(TEXT BLOCK Opens)

Posted by: Laura Vivanco | Friday, March 16, 2007 at 04:37 AM
laura, like you, I like most of my reading now to have a happy ending. I'm more interested in genre literature than so called "serious" literature because "serious" literature is often descriptions of family dysfunction, and that's my work. (I'm a psychotherapist)
I also seem to have lost patience with many male voices. Susan said it well" What I haven't been able to read are the 20th C classics, Saul Bellow and Norman Mailer and all the rest of those muscular, bellicose, oh-so-male authors." I, also, tend to not like, not finish, or not read what are considered the american classics written by men, of that era. The earlier writers work better: I enjoy Mark Twain.
English writers also somehow work better for me. I read lots of serious literature, and loved it, when I was a teen and in my early twenties. Liked Dickens, loved some of the Russian novels, but, of course, Jane Austen was my favorite. Started Moll Flanders recently, -- I don't think I'm going to finish it. I dont' think he really gets what motivates women. Haven't read much Virginia Wolf and probably will not (oh how embarrassing it is to admit that)
I grew up with parents who are artists and had the usual reverence for "high art", which I found myself questioning. I don't reject high art, but I like folk art- Russian box decorations, ceramics, etc.
And so it goes for literature. I find these days I often prefer genre literature. Of course, many of the writers who have survived and whose works are considered classics were the genre writers of their time. I have found women's voices that I enjoy in mysteries and romances and am happy that romances are starting to get scholarly attention.
Merry
Posted by: merry | Friday, March 16, 2007 at 05:58 AM
I am so relieved to read that others have many books that they haven't read and other books that they have read but don't remember. I am not alone! I have shelves of books to be read-- and I love the new mysteries and romance novels instead. Hmm.
Posted by: M Tanaka | Friday, March 16, 2007 at 06:51 AM
Susan/DC, I've had a similar reaction to those excessively MALE authors, too. And yes, these days genre books have a much stronger pull. I want a good story, and a happy ending or at least a satisfying one (though I do prefer happy), and I like the bad guys to get what's coming to them.

(TEXT BLOCK Closes)
(EXTRACTED INFORMATION Opens)

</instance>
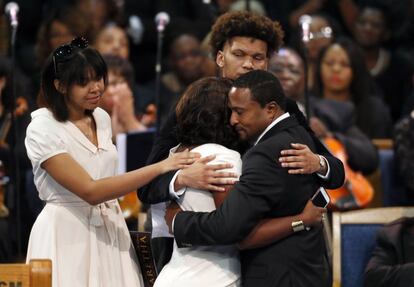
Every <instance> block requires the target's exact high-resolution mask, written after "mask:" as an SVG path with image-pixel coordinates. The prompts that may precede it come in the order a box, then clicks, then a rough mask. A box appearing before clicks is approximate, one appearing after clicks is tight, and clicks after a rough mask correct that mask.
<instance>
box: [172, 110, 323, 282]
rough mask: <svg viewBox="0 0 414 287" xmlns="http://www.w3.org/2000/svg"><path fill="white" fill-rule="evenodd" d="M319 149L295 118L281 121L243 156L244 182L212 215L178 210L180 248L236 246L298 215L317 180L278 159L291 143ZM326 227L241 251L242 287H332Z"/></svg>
mask: <svg viewBox="0 0 414 287" xmlns="http://www.w3.org/2000/svg"><path fill="white" fill-rule="evenodd" d="M292 142H298V143H303V144H306V145H307V146H308V147H309V148H310V149H311V150H313V151H315V144H314V142H313V140H312V138H311V136H310V135H309V134H308V132H307V131H306V130H305V129H304V128H303V127H302V126H300V125H299V123H298V122H297V121H296V119H295V118H294V117H289V118H287V119H284V120H282V121H281V122H279V123H277V124H276V125H275V126H274V127H273V128H272V129H270V130H269V131H268V132H267V133H266V134H265V135H264V136H263V138H262V139H261V140H260V142H259V143H258V144H257V145H256V146H254V147H252V148H251V149H250V150H249V151H248V152H247V153H246V155H245V156H244V158H243V168H242V175H241V177H240V181H239V182H238V183H237V184H236V185H235V187H234V189H233V190H232V191H231V192H230V193H229V196H228V198H227V199H226V200H225V201H224V203H223V204H222V205H221V206H220V207H219V208H218V209H217V210H216V211H213V212H211V213H194V212H180V213H179V214H177V216H176V218H175V222H174V237H175V239H176V241H177V244H178V246H179V247H187V246H192V245H193V244H194V245H212V244H213V245H215V244H234V243H236V242H238V241H240V240H242V239H243V238H245V237H246V236H247V235H248V233H249V232H250V231H251V230H252V228H253V227H254V226H255V225H256V224H257V223H259V221H260V220H261V219H263V218H272V217H282V216H288V215H294V214H298V213H300V212H301V211H302V210H303V208H304V207H305V205H306V202H307V200H309V198H311V196H312V195H313V194H314V193H315V191H316V190H317V189H318V187H319V186H320V184H319V181H318V179H317V176H316V175H314V174H311V175H290V174H288V172H287V169H285V168H282V167H281V165H280V164H279V162H278V161H277V158H278V157H279V155H280V151H281V150H283V149H286V148H289V147H290V143H292ZM325 251H326V250H325V244H324V237H323V233H322V228H320V227H316V228H312V229H311V230H310V231H301V232H298V233H295V234H294V235H292V236H289V237H287V238H285V239H283V240H280V241H278V242H275V243H273V244H270V245H268V246H266V247H263V248H257V249H252V250H247V251H242V252H241V264H242V284H243V286H252V287H253V286H254V287H256V286H267V287H271V286H278V287H283V286H297V287H299V286H303V287H312V286H315V287H316V286H317V287H321V286H328V284H329V266H328V263H327V260H326V257H325Z"/></svg>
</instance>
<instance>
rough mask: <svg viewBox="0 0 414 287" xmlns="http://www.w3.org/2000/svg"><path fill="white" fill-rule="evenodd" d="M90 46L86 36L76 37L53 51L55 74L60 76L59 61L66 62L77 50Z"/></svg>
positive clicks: (53, 60)
mask: <svg viewBox="0 0 414 287" xmlns="http://www.w3.org/2000/svg"><path fill="white" fill-rule="evenodd" d="M87 47H88V40H86V38H84V37H76V38H74V39H73V40H72V41H71V42H70V43H69V44H64V45H62V46H60V47H58V48H56V50H55V51H54V52H53V67H54V69H55V76H56V78H58V68H57V65H58V63H62V62H65V61H67V60H69V59H70V57H71V56H72V55H73V54H74V52H75V51H77V50H79V49H85V48H87Z"/></svg>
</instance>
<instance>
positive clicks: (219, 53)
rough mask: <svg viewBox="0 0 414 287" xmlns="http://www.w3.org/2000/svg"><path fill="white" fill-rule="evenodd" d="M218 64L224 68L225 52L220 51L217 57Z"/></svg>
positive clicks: (218, 64) (216, 57) (216, 58)
mask: <svg viewBox="0 0 414 287" xmlns="http://www.w3.org/2000/svg"><path fill="white" fill-rule="evenodd" d="M216 64H217V66H219V67H220V68H223V67H224V54H223V51H218V52H217V56H216Z"/></svg>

(EXTRACTED INFORMATION Closes)

=== CHECK YOUR UNDERSTANDING ===
1. In the comment thread, what profession does the commenter signing as Merry report having?
2. Reproduce the comment thread word for word, from "English writers also" to "to admit that)".
Use only the text to answer.

=== RESPONSE LIST ===
1. Psychotherapist.

2.
English writers also somehow work better for me. I read lots of serious literature, and loved it, when I was a teen and in my early twenties. Liked Dickens, loved some of the Russian novels, but, of course, Jane Austen was my favorite. Started Moll Flanders recently, -- I don't think I'm going to finish it. I dont' think he really gets what motivates women. Haven't read much Virginia Wolf and probably will not (oh how embarrassing it is to admit that)